▶ What needs to be done: In the records below, find the line containing "of the calm" and restate it and all lines after it exactly, through the last line.

▶ Record excerpts:
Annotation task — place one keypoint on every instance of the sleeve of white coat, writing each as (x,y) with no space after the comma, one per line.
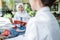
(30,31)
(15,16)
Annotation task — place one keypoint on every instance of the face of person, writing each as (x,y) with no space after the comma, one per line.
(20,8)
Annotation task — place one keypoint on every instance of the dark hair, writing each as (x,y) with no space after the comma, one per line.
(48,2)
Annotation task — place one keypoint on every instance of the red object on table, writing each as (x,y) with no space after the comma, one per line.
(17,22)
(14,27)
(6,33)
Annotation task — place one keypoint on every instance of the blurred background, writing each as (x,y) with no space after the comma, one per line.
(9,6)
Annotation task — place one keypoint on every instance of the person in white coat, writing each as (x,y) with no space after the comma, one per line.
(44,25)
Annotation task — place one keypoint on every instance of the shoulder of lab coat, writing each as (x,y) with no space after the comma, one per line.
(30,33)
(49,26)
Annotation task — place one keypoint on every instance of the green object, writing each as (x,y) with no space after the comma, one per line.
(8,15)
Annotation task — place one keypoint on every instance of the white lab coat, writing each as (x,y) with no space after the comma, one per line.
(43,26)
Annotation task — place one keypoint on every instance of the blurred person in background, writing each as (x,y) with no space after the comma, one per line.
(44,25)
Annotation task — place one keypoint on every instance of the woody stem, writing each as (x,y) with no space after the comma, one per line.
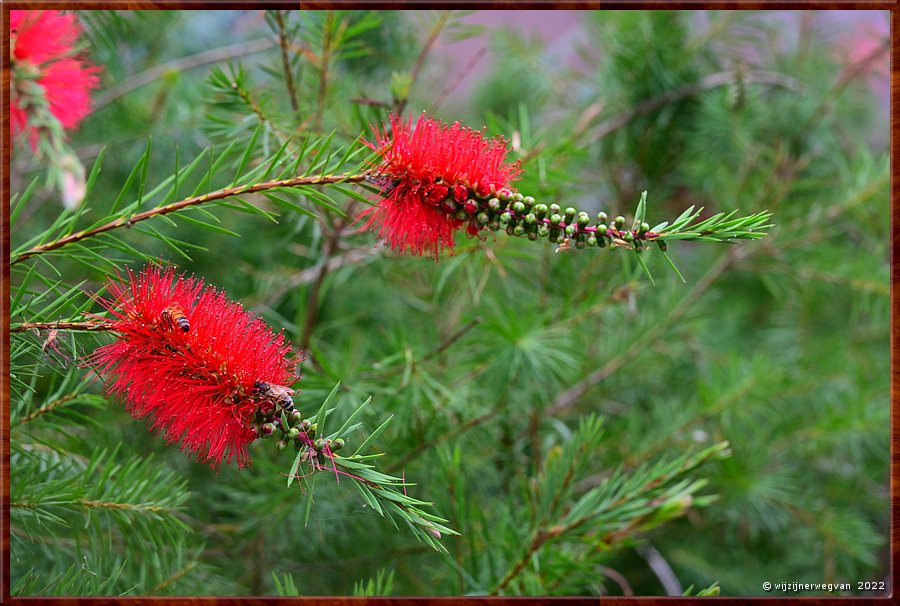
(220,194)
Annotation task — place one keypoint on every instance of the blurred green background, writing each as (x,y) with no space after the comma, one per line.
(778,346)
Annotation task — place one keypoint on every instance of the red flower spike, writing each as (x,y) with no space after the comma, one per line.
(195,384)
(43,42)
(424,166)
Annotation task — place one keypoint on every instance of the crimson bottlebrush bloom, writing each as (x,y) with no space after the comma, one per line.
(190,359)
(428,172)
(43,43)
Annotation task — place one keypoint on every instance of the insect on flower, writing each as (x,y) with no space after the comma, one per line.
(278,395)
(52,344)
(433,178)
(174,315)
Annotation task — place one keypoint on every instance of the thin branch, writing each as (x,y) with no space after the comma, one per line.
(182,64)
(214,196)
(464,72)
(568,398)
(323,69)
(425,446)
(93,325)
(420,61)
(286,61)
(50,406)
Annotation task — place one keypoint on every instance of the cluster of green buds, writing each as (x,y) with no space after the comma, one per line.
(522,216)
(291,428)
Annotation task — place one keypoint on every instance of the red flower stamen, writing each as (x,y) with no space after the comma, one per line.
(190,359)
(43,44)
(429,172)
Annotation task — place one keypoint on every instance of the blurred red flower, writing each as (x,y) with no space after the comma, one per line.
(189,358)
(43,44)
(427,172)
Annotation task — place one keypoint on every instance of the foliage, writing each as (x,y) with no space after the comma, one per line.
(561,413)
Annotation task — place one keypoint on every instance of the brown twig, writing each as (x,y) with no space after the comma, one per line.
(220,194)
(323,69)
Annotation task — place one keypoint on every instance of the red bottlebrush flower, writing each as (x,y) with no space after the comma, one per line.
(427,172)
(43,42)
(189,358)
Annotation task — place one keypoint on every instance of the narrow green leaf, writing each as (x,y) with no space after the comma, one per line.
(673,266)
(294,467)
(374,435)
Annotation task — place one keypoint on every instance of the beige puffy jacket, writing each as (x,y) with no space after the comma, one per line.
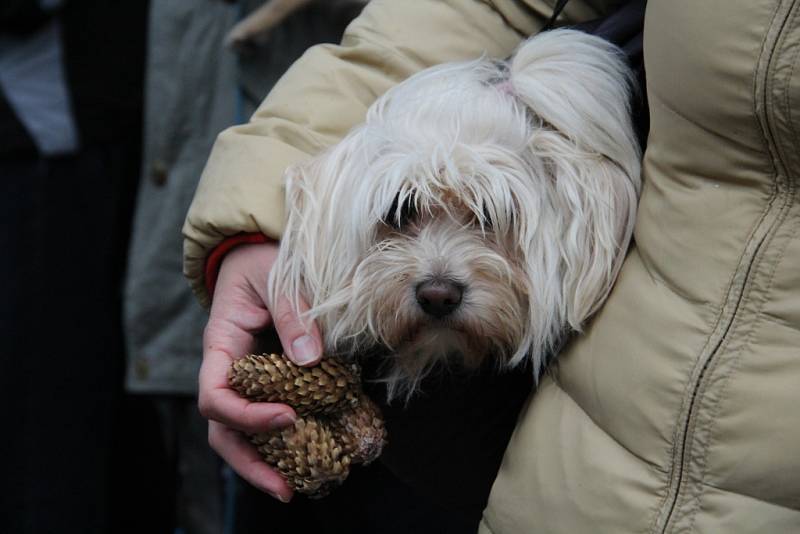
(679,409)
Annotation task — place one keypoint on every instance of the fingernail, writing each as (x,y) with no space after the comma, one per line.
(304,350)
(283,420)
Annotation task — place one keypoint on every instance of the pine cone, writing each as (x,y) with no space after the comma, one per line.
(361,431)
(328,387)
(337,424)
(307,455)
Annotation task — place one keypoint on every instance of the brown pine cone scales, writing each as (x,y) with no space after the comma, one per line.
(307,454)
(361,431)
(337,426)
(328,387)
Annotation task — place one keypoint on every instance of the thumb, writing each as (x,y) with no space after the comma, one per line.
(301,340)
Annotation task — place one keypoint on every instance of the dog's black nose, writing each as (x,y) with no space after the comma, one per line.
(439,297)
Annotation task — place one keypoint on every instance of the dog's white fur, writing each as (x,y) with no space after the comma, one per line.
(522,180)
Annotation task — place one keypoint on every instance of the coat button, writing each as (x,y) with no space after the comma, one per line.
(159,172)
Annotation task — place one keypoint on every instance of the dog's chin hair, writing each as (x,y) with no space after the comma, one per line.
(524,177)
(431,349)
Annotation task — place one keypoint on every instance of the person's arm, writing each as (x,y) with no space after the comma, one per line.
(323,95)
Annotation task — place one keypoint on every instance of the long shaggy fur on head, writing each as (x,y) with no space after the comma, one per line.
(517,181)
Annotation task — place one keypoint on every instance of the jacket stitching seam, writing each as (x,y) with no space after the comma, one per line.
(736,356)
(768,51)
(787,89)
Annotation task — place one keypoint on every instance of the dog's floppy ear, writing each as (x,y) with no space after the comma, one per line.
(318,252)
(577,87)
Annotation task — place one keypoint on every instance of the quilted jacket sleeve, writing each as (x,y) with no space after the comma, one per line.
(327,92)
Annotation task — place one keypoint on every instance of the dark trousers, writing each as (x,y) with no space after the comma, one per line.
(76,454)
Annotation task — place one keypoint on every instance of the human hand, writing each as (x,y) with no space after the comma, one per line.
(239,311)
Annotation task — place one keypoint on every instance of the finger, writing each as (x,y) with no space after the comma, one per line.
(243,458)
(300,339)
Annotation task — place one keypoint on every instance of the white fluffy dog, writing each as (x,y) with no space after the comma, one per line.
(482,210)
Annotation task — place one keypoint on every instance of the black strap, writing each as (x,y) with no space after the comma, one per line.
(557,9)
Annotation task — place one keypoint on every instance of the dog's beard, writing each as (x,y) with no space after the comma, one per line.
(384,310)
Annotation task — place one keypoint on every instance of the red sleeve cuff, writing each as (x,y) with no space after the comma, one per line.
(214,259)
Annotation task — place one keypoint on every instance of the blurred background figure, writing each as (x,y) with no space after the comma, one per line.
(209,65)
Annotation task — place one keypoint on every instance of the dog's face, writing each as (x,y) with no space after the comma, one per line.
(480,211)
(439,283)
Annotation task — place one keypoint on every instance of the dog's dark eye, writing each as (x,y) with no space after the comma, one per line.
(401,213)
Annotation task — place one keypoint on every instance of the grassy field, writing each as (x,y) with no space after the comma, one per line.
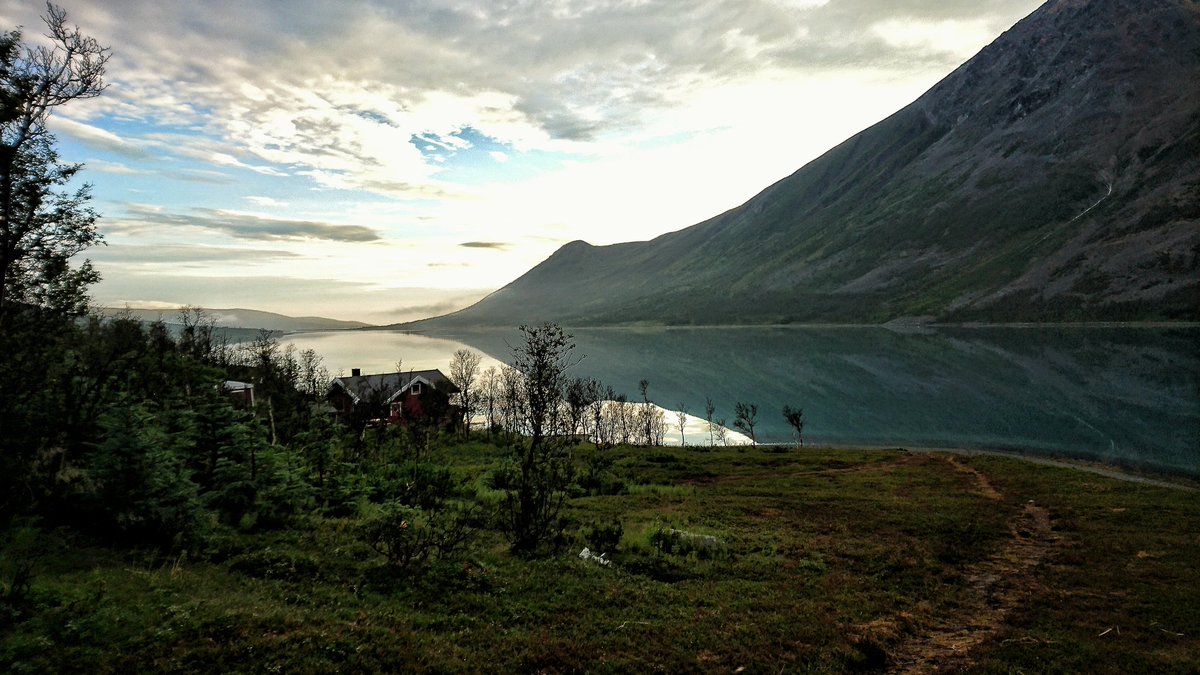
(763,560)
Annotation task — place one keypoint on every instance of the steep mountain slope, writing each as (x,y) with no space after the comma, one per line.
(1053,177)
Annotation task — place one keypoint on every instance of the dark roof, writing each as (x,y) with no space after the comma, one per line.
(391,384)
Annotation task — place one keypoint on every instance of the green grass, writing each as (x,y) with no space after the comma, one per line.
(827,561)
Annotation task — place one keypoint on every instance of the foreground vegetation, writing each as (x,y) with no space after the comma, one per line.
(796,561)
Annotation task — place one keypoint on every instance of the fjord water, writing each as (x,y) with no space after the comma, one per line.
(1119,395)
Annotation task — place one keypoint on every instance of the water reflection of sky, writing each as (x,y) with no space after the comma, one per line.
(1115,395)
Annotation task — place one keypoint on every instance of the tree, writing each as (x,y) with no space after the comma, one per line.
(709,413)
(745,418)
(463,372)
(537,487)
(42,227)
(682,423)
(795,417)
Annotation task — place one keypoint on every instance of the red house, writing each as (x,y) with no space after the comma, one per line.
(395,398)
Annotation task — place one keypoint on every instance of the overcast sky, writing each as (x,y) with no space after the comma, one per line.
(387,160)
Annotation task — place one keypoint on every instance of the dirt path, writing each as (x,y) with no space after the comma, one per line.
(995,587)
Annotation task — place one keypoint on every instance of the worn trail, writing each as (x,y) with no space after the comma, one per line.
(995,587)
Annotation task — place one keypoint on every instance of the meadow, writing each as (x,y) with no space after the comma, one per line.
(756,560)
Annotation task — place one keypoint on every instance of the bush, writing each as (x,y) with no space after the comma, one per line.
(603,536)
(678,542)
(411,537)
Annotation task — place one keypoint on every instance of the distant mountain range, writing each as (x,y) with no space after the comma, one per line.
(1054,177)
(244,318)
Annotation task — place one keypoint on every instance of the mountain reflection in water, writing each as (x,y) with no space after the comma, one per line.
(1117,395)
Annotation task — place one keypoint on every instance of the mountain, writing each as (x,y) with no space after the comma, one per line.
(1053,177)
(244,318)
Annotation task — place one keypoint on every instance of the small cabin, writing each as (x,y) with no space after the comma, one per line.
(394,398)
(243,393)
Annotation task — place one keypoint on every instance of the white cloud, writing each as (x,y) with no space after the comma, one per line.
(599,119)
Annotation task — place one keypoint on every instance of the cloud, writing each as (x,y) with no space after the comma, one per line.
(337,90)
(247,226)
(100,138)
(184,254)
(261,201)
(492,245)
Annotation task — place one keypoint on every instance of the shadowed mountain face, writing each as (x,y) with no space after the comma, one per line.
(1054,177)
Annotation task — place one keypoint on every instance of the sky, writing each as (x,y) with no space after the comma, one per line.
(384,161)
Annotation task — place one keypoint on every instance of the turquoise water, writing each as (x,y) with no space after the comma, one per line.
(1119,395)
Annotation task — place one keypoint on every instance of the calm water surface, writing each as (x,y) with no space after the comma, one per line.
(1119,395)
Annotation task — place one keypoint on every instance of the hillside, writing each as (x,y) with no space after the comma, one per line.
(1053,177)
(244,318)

▶ Answer space:
Annotation task — place one keypoint on every instance of the calm water surface, writing each as (x,y) with no space after the comma, one per line.
(1119,395)
Annotation task — place one keypoint on every instance of the hillside, writing each as (x,y) with no space after the comma, one per line.
(1053,177)
(244,318)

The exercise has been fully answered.